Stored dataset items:
========================================

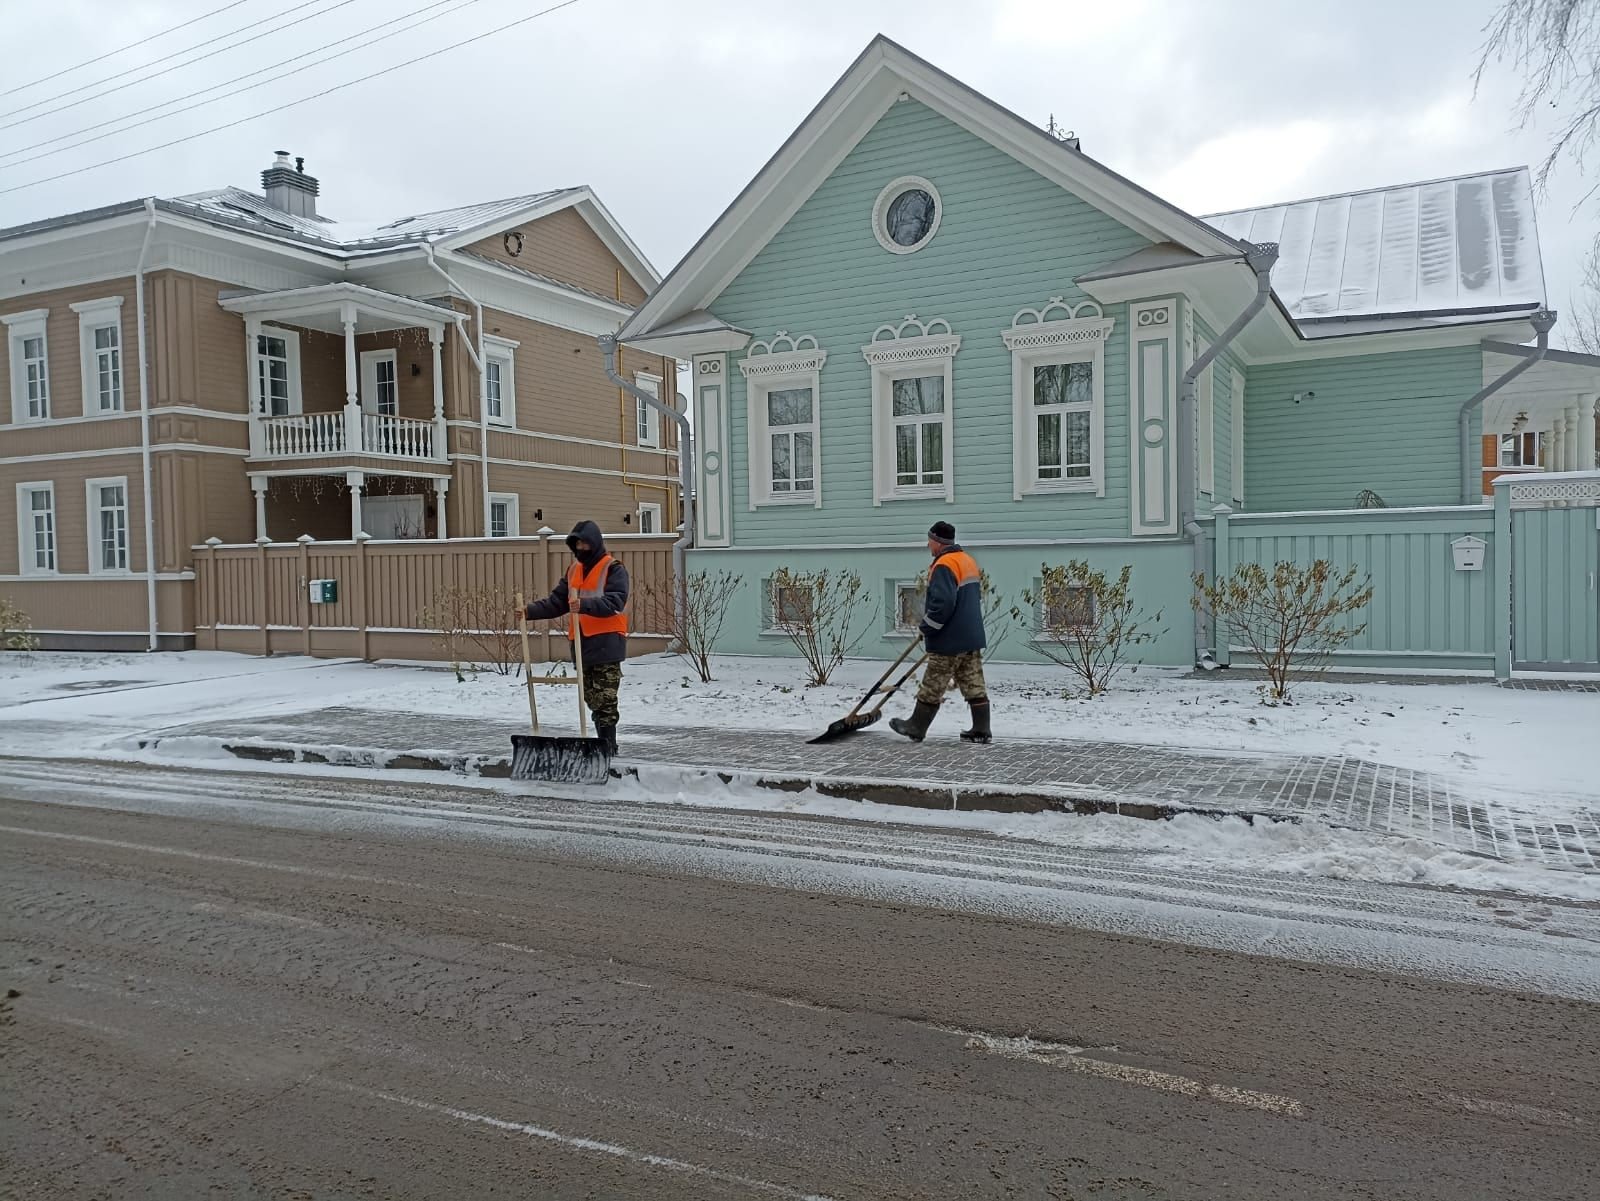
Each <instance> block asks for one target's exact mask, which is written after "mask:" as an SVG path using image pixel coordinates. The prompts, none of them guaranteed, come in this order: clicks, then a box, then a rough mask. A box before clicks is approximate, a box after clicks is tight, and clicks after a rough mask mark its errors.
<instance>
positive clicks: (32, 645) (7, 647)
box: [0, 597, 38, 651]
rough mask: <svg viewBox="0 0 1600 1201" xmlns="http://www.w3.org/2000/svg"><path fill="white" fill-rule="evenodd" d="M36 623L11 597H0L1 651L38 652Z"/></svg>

========================================

▶ Task details:
Reproduce all the entries with every "rough mask" switched to "coarse mask" and nothing else changed. Leave the pictures out.

▶ Task solution:
Each <instance> block asks for one target's exact mask, which is written after "mask:" as an SVG path using image pixel coordinates. The prompts, none of them guaranteed, come in this order: clicks, then a box, then a coarse mask. A box before clicks is approximate, a box after clicks is tight, and clicks after a coarse mask mark its errors.
<instance>
positive clicks: (32, 645) (7, 647)
box: [0, 597, 38, 651]
coarse mask: <svg viewBox="0 0 1600 1201" xmlns="http://www.w3.org/2000/svg"><path fill="white" fill-rule="evenodd" d="M36 623L11 597H0L1 651L38 652Z"/></svg>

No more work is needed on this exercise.